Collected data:
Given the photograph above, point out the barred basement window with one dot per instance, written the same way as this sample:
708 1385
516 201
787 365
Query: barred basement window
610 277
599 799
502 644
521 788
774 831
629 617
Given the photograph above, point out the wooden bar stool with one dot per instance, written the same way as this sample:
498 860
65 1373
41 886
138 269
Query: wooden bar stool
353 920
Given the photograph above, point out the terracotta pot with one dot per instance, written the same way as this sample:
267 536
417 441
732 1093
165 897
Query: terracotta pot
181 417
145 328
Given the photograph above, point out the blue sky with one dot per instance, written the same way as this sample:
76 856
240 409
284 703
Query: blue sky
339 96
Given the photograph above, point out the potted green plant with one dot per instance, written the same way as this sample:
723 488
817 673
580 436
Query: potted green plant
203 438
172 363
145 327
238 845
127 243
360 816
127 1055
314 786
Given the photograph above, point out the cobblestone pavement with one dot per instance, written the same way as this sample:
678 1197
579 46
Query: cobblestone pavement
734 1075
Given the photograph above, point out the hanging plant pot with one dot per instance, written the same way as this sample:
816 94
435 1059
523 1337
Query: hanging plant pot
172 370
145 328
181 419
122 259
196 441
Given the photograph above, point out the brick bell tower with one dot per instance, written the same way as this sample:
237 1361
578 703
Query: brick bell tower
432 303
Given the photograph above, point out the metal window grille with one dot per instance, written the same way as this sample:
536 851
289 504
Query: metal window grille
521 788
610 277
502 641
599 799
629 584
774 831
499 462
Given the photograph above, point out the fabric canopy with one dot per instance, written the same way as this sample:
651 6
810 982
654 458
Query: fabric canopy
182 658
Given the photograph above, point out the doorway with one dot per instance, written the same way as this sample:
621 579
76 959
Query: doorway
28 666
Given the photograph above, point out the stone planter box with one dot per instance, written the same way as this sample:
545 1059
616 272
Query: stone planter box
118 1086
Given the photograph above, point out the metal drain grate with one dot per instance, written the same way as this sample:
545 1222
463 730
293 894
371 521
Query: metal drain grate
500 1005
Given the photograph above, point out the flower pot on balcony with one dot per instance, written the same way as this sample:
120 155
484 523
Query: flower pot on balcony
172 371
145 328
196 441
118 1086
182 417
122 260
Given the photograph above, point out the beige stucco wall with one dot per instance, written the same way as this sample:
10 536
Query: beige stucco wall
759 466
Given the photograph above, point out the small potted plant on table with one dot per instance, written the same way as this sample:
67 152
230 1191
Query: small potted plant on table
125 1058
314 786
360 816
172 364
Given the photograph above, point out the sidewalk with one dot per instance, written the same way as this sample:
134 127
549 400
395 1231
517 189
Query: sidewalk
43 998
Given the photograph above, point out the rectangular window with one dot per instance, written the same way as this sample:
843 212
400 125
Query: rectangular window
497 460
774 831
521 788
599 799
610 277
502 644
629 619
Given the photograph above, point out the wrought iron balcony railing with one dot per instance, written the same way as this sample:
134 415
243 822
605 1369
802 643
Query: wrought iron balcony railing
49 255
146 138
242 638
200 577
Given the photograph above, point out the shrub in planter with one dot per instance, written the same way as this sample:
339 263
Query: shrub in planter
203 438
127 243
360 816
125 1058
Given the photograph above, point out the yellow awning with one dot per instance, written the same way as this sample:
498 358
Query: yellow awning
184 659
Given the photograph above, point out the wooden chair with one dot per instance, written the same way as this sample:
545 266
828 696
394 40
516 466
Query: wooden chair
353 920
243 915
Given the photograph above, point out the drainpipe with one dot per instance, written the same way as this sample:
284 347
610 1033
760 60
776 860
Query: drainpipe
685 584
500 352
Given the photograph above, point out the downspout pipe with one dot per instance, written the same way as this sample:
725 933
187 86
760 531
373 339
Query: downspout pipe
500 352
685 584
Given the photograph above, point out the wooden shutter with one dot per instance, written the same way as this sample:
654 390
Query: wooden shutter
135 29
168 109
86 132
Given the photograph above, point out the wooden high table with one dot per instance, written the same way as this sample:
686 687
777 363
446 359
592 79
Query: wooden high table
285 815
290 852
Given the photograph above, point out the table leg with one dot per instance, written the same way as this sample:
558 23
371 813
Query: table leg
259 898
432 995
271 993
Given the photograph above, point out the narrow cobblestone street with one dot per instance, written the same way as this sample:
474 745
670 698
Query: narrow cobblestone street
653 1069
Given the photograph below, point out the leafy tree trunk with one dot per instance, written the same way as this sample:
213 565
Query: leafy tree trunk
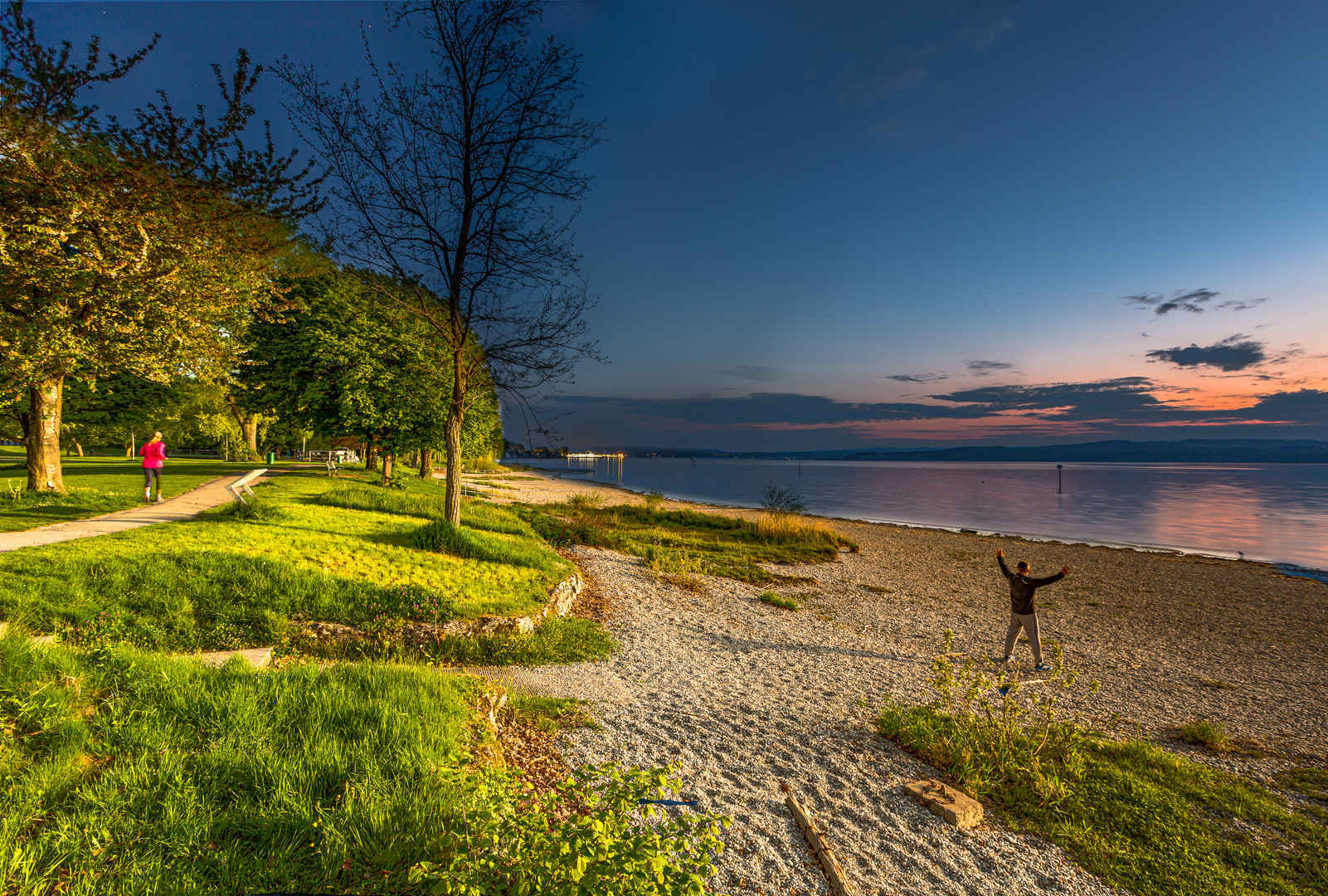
46 398
249 426
452 431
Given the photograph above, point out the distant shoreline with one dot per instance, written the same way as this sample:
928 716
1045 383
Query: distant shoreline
1283 567
1102 451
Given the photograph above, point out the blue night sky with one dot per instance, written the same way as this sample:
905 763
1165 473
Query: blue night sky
912 223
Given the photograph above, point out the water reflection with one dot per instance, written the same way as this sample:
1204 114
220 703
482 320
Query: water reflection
1275 513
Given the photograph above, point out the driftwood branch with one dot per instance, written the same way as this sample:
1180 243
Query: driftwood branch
829 863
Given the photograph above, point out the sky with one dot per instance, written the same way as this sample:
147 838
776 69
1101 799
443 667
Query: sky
895 225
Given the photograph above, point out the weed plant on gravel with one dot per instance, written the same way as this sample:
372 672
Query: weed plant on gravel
1208 734
125 773
1145 820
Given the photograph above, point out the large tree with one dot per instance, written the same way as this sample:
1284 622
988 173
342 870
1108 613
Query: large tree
339 360
461 181
124 250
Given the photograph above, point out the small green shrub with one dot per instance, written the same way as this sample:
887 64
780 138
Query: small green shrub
614 845
994 745
778 601
1204 733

Exercise prompt - In the copy, include every entry above exactly and leave out each picture.

Output of the task -
Given the photograph above, point out the barred basement window with one dot per instance, written the same way as this sample:
708 1385
516 201
787 365
Query: barred basement window
610 277
599 799
502 644
521 788
774 831
629 617
Given the photograph above, point out the wooden bar stool with one dot per instance, written the same way as this sample:
498 860
65 1373
41 886
138 269
Query: wooden bar stool
353 920
Given the photograph above, point out the terracotta pot with one dot per instance, written the same way as this sample:
267 536
417 441
732 1093
165 897
Query: terracotta pot
181 417
145 328
Given the photograph above, point out the blue sky with one dot per instance, written the same way as this sample:
76 856
240 409
284 703
Query: blue sky
339 96
Given the photograph above, point out the potted green plant with one dot per instance, written the same way as this sample:
723 488
817 673
580 436
Query: potted green plant
203 438
172 363
145 327
238 845
127 243
360 816
127 1055
314 786
Given the photograph above, point out the cobblestone pavement with one dot per instance, written the same way as this sample:
678 1197
579 46
Query: cobblestone pavement
734 1075
Given the photograph above, point out the hanging plant pot with one dot per instance, written the same way as this sample:
816 94
435 1059
523 1337
Query: hanging plant pot
172 370
145 328
181 419
122 259
196 441
Given the photograph above, point out the brick bell tower with one dot per instance, written the same way as this sample:
237 1361
578 703
Query: brick bell tower
432 303
Given the photograph above, point out the metal window grille with one dot per instance, written the same way as this sample:
536 851
289 504
Query: metal window grille
521 788
610 277
502 641
599 799
629 584
774 831
499 462
Given the photograph above, point out the fabric canopy with one dot per instance, written the same way as this sample:
651 6
810 982
654 458
Query: fabric canopy
182 658
Given the photograph above, point out the doorway with one dot per instance, written the same way as this sample:
621 579
76 959
Query: doorway
28 666
Given the photograph above, point out the stone planter box with one dot per instance, written the same way as this sample:
545 1059
616 272
Query: stone planter box
118 1086
Given the photograph above, point out the metal drain grate with one dot per instance, written the same way as this sample:
545 1222
463 730
293 894
371 521
Query: metal drain grate
500 1005
Given the photograph above, point out the flower pot on balcony with one dot per instance, written the same way as this sample:
120 155
484 523
Query: flower pot on balcony
172 371
145 328
196 441
118 1086
182 417
122 260
Given the photograph above, point out the beige stucco wall with one dot per instance, written the same way as this sample:
10 536
Query: beige stucco wall
759 466
Given the photograph above, point out the small potted plant on table with one dot per instance, written the same way as this sample:
67 152
230 1191
Query: small potted plant on table
125 1058
314 786
360 816
172 364
Given the photograph above, point out the sidewalk with one dot per instance, written the same way as this sample:
134 127
549 400
395 1231
517 189
Query: sidewalk
43 998
Given the photograph above, point out the rectangular window with one dot per instance, written the same way as this sample:
843 212
400 125
Query: rectangular window
497 460
774 831
521 788
599 799
610 277
502 644
629 619
Given the photograph above, point out the wrought iron balcony railing with one dot per instance, written the same way as this sample:
134 415
243 822
605 1369
802 643
Query: wrought iron balcony railing
49 255
146 138
242 638
200 577
Given the photograph above, point out the shrub in planter with one dot per instance, written the same way as this sample:
339 263
Query: shrub in planter
203 438
127 243
360 816
125 1058
Given the photograph above, point out the yellow awning with one dot per instance, written the same way as this sample:
498 358
Query: yellow awning
184 659
Given the photograph above, point out the wooden chair with one dot per instance, written the same way as this sample:
545 266
828 696
394 40
516 466
Query: wooden chair
353 920
243 915
Given the photograph above, point out the drainpipe with one dot per instance, written the same way as this sample:
284 347
610 1033
760 60
776 860
Query: drainpipe
685 584
500 352
Given the photograph above, point out the downspout pipe with one dot per instance, written the same way as this sample:
725 933
187 86
760 531
373 339
Query: downspout pipe
500 352
685 584
Given the photograph above, point out the wooden shutter with one dot per instance, written the same way as this sample:
654 390
Query: wooden shutter
135 29
168 109
86 132
Given the photograph above, point out the wooden high table with one dot per instance, written the same way as this sample:
686 687
777 363
446 359
592 79
Query: wooden high table
285 815
290 852
Given the photograph above, point out the table leg with one dot per instance, written the same way as this sample:
558 23
371 813
Query: table leg
259 898
432 995
271 993
Given the photograph above, point out the narrow cobblestone street with one dot per instance, written the same way as this sample:
474 745
670 698
Query: narrow cobblestone street
653 1069
Given the photograph below, point out the leafy tree trunk with one dot per instance, written the same way as this sample:
213 565
Query: leafy tree trunk
46 398
249 426
452 431
Given the photograph above, point out the distant shoreline with one dot per instance, written the same way as this sample:
928 716
1045 383
Query: distant shoreline
1283 567
1102 451
Given the photograph above, point out the blue night sky with one dot per instance, written the same way as this sample:
905 763
1165 473
Query: blue night sky
912 223
Given the photograph above, point out the water reflection with one dot per instance, written the same way as this sample:
1204 114
220 703
482 320
Query: water reflection
1275 513
Given the photograph above, point out the driftwood branch with one dot per instance, written the same way as this sample:
1180 243
Query: driftwood branch
829 863
Given the photograph above, point out the sky with one dot per instance, written the same way as this sample:
147 838
776 69
1101 799
443 667
Query: sky
895 225
Given the photograph above, point out the weed plant on gravel with one dot per instance, written the same way as this sample:
372 672
Query: weed plant on gravel
1208 734
125 773
1145 820
Given the photograph above, point out the large tree with one dot per instance, written the same way as this sample:
1284 622
988 173
342 870
1108 613
Query: large tree
339 360
461 181
124 250
Given the photograph above, point out the small green shrub with one dot per instance, written the same way as this sample:
887 64
780 138
Query: small green shrub
614 845
994 745
778 601
1204 733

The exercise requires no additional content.